___ Supplied text ___

Saintfield High School is a secondary school in Saintfield, County Down, Northern Ireland that teaches compulsory education up to GCSE level. It was established in 1958. Sarah-Lucy Hynds is the current principal of the school.

History 
Saintfield High first opened under the name Saintield Secondary Intermediate School in 1958 with only 5 teachers and 154 students, with its first principal being Mr Johnston Young. The schools name was changed to its current name by Principal Mr Ronald MacPherson during his tenure between 1975-1988.

The school celebrated its 60th anniversary in 2018.

Buildings 
In 1991, then principal Mr Robert Mills began improving the buildings to accommodate for an increase in demand for student places at the school. This included improvements to "school fabric and structure"  and the addition of some temporary classrooms.

In June 2004, Mr Mills retired as works were going to start on a new extension to the existing buildings. This project was overseen by the new principal Mrs Vivian Watt. The new extension opened in 2006.

In 2016, the school opened its new sports hall, with an accompanying reception area, and is officially named the "Vivien Watt Sports Hall".

___ Stored records ___

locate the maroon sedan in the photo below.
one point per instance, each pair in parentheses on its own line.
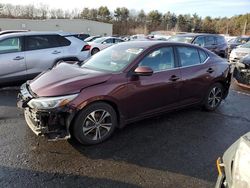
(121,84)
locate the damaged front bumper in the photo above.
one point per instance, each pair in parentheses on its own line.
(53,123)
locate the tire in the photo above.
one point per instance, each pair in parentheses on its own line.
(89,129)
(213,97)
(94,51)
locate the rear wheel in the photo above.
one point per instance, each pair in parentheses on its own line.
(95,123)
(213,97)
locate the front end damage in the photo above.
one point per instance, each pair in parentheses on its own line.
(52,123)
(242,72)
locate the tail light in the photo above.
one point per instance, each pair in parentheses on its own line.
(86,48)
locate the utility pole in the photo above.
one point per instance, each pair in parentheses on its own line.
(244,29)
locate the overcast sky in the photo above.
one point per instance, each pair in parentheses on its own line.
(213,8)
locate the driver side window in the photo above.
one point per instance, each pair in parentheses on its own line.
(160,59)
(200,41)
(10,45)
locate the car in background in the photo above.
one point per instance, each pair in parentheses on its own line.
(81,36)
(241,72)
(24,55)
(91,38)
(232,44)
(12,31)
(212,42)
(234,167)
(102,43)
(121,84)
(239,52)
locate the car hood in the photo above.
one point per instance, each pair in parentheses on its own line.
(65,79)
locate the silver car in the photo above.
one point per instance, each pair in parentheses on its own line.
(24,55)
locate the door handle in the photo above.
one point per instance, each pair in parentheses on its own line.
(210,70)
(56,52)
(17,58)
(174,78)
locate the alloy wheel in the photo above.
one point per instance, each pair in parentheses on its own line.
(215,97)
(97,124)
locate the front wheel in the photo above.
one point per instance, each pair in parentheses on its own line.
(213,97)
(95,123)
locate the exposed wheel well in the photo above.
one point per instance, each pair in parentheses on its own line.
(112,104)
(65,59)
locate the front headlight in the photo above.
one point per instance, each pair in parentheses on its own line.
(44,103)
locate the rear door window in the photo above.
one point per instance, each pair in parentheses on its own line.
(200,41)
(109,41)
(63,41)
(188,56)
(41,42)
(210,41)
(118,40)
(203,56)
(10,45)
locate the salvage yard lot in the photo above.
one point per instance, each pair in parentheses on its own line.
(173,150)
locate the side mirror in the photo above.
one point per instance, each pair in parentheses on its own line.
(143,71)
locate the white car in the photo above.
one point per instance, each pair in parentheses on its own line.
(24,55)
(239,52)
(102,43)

___

Problems =
[1] Answer these questions from the Saintfield High School text:
(a) How many teachers and students did the school have when it first opened in 1958?
(b) In what year did the new extension open?
(c) Who is the current principal?
[2] Could you reproduce the passage of the Saintfield High School text starting at "Saintfield High School" and ending at "anniversary in 2018."?

Written answers =
[1]
(a) 5 teachers and 154 students
(b) 2006
(c) Sarah-Lucy Hynds

[2]
Saintfield High School is a secondary school in Saintfield, County Down, Northern Ireland that teaches compulsory education up to GCSE level. It was established in 1958. Sarah-Lucy Hynds is the current principal of the school.

History 
Saintfield High first opened under the name Saintield Secondary Intermediate School in 1958 with only 5 teachers and 154 students, with its first principal being Mr Johnston Young. The schools name was changed to its current name by Principal Mr Ronald MacPherson during his tenure between 1975-1988.

The school celebrated its 60th anniversary in 2018.